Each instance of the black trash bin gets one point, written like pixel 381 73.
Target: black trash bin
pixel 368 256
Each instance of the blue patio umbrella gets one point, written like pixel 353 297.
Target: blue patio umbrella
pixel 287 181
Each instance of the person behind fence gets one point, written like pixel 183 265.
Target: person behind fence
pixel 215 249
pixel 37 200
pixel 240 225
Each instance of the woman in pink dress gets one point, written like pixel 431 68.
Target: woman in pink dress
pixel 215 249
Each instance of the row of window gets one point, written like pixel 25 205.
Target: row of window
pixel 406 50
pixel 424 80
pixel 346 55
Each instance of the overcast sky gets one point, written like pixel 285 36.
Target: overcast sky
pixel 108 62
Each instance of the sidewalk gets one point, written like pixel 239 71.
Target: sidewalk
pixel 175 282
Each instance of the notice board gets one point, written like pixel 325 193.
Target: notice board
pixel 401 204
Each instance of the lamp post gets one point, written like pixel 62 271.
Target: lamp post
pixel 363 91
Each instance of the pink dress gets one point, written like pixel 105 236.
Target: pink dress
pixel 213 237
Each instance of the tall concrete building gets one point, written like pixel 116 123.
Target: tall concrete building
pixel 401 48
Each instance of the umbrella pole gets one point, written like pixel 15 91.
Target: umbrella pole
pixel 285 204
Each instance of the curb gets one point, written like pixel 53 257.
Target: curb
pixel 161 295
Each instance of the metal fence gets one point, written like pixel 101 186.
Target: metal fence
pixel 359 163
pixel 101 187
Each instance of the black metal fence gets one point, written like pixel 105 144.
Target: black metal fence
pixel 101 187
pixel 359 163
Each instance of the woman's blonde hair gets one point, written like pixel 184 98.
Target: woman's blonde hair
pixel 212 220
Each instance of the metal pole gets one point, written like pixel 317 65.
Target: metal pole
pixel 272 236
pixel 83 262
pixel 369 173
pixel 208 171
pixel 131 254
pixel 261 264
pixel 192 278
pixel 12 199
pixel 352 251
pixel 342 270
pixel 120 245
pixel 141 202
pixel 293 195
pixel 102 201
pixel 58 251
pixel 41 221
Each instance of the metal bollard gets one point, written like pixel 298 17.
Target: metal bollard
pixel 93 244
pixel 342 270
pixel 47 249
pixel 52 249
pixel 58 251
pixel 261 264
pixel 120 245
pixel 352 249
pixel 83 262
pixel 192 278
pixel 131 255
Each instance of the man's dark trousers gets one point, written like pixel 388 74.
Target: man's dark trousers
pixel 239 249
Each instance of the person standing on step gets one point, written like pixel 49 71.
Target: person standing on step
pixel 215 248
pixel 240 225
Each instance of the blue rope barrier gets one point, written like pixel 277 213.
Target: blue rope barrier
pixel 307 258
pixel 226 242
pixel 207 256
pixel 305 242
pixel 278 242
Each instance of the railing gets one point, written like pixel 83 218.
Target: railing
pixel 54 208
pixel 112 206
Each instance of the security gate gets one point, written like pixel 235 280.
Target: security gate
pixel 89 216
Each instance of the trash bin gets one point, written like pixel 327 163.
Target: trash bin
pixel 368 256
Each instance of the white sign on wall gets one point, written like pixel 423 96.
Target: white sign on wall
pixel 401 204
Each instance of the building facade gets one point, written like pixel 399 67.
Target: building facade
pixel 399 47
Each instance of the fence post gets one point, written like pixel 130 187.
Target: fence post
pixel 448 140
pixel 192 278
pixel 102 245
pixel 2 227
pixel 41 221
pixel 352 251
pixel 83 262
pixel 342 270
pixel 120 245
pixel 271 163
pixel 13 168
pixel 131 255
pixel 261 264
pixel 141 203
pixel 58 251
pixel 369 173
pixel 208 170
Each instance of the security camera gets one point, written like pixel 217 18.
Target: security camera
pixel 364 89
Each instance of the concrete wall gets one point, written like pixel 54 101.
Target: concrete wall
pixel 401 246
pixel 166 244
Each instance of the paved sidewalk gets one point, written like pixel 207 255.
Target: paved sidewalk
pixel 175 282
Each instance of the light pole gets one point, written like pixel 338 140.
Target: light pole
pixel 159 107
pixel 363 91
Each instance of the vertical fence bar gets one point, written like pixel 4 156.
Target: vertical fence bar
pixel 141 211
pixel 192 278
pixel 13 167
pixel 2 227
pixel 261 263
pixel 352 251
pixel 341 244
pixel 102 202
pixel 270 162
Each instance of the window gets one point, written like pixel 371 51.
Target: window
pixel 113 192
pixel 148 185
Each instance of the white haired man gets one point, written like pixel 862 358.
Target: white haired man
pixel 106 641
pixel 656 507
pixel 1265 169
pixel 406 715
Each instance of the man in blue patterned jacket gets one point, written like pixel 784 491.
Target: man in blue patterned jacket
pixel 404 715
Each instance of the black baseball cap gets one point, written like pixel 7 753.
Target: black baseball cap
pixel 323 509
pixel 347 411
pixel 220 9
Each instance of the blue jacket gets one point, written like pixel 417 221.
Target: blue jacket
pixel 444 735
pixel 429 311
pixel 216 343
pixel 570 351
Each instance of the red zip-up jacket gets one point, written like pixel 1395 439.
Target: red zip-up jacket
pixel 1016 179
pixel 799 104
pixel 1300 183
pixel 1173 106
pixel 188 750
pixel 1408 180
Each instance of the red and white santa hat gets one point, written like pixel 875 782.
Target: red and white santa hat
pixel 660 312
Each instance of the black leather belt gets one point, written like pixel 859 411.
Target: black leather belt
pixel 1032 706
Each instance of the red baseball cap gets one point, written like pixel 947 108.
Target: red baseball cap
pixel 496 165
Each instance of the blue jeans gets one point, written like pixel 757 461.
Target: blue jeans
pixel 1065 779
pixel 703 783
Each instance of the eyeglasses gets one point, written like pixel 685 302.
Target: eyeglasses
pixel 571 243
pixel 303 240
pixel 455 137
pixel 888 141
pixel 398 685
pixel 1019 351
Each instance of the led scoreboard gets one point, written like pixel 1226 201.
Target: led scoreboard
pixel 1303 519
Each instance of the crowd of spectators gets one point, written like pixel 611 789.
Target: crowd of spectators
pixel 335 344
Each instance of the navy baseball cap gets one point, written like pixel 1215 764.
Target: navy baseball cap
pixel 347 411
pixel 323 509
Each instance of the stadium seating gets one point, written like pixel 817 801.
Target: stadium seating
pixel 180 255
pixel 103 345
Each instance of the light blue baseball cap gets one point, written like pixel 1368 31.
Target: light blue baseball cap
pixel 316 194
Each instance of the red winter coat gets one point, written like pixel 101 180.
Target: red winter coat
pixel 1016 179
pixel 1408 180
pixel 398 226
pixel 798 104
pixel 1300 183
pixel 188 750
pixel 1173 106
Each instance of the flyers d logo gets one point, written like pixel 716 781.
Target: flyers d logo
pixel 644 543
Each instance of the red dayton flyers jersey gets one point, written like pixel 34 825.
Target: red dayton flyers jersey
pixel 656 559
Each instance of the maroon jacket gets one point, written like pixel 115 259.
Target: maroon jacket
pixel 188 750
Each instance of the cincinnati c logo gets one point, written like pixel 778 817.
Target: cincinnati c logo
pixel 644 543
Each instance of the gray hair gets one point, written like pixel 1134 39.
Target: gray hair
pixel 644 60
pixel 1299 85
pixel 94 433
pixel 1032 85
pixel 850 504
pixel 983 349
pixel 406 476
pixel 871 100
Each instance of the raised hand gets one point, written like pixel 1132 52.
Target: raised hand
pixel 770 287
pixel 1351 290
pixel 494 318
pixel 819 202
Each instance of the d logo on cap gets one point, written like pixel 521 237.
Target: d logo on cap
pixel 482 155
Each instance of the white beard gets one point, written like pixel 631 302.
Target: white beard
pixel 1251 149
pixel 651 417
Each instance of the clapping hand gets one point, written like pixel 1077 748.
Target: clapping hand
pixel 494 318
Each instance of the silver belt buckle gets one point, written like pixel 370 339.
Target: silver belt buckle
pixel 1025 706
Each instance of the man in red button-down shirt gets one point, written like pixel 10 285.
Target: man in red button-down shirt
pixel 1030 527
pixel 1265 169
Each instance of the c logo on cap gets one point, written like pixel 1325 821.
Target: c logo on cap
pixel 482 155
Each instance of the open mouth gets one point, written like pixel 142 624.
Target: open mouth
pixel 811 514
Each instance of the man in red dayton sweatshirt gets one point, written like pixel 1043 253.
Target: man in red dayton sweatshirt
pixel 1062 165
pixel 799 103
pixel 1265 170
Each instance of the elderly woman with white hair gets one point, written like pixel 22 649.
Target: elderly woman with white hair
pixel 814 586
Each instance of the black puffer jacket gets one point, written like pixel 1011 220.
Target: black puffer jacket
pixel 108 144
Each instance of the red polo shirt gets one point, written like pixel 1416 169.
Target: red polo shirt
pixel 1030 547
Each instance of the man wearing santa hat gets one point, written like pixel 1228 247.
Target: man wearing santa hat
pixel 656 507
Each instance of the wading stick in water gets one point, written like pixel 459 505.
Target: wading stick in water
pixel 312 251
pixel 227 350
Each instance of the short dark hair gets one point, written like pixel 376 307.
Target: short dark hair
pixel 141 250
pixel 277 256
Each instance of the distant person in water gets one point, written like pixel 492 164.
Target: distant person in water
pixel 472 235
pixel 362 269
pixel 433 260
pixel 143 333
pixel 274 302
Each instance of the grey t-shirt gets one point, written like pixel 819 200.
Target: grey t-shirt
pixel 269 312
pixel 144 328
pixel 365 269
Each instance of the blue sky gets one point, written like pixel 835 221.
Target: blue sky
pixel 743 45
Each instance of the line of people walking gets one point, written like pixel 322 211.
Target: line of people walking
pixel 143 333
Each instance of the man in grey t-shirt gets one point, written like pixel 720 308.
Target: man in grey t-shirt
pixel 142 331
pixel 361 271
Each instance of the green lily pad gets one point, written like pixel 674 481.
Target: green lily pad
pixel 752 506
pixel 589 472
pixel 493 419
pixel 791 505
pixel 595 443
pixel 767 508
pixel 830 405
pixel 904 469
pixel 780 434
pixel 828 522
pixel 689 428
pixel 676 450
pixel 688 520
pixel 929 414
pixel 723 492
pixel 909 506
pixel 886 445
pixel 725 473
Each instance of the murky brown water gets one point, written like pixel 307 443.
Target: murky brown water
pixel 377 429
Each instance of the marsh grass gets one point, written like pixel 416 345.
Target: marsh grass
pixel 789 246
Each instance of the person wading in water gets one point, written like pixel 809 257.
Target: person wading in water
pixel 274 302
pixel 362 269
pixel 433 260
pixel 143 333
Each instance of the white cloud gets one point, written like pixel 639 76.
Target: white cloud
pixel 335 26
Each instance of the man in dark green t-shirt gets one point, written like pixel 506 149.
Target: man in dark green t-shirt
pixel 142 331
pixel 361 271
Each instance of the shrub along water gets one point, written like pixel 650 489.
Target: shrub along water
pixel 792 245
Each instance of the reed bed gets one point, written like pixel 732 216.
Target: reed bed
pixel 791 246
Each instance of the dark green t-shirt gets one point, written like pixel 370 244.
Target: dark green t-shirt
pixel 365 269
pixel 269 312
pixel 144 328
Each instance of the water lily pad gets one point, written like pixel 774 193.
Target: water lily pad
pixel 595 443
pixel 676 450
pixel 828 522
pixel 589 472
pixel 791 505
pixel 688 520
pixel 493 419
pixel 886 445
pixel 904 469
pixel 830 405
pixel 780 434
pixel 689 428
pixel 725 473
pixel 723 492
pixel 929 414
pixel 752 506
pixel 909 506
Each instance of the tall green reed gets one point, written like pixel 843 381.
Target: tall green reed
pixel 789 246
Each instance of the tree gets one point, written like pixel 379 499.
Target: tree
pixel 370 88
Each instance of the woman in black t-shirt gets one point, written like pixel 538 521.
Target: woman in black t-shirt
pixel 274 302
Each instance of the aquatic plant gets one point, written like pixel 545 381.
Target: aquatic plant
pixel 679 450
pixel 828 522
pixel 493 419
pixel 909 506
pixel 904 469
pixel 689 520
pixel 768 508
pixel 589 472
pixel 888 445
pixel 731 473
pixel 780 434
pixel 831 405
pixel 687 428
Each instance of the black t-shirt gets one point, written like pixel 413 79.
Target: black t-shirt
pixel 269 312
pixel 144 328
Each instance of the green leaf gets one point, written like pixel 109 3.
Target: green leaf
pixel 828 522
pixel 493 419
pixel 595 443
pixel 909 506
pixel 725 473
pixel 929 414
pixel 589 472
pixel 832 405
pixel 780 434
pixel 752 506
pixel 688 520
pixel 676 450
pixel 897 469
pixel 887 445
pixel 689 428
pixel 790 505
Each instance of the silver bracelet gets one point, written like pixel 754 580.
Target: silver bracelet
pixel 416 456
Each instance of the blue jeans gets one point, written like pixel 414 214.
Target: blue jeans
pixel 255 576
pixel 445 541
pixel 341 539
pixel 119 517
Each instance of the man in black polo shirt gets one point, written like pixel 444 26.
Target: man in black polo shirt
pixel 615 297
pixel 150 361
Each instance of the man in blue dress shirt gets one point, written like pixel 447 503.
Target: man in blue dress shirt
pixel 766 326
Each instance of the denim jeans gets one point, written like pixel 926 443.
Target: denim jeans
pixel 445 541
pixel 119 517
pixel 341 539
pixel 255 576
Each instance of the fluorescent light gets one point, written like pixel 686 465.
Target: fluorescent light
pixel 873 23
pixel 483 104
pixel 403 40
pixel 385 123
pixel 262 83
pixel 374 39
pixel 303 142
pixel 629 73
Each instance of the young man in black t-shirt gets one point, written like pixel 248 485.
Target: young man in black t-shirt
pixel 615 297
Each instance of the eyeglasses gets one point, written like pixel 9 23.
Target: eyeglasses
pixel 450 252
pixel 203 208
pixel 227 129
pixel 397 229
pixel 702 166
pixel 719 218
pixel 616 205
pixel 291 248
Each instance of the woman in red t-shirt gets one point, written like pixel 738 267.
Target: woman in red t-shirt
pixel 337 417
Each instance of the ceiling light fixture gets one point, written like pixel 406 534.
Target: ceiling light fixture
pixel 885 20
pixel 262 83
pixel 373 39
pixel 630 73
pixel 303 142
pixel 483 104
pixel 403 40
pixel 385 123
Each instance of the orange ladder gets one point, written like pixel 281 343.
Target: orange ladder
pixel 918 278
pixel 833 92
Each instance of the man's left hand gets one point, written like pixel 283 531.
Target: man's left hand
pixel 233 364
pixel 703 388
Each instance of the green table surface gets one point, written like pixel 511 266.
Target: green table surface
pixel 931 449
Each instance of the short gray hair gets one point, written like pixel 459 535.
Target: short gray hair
________
(AUFGABE):
Ordne die Zeilen der Liste, beginnend mit der Zeile, die „Each instance of the tall green“ enthält, und endend mit der Zeile, die „pixel 687 428“ enthält, einschließlich dieser beiden, als JSON-Liste von Zeichenketten an. Jede Zeile wird ein eigener Eintrag, Leerzeilen entfallen.

(LÖSUNG):
[
  "Each instance of the tall green reed gets one point, written like pixel 843 381.",
  "Target: tall green reed",
  "pixel 789 246",
  "Each instance of the tree gets one point, written like pixel 379 499.",
  "Target: tree",
  "pixel 370 88",
  "Each instance of the woman in black t-shirt gets one point, written like pixel 538 521.",
  "Target: woman in black t-shirt",
  "pixel 274 302",
  "Each instance of the aquatic plant gets one point, written like pixel 545 381.",
  "Target: aquatic plant",
  "pixel 679 450",
  "pixel 828 522",
  "pixel 493 419",
  "pixel 909 506",
  "pixel 904 469",
  "pixel 689 520",
  "pixel 768 508",
  "pixel 589 472",
  "pixel 888 445",
  "pixel 731 473",
  "pixel 780 434",
  "pixel 831 405",
  "pixel 687 428"
]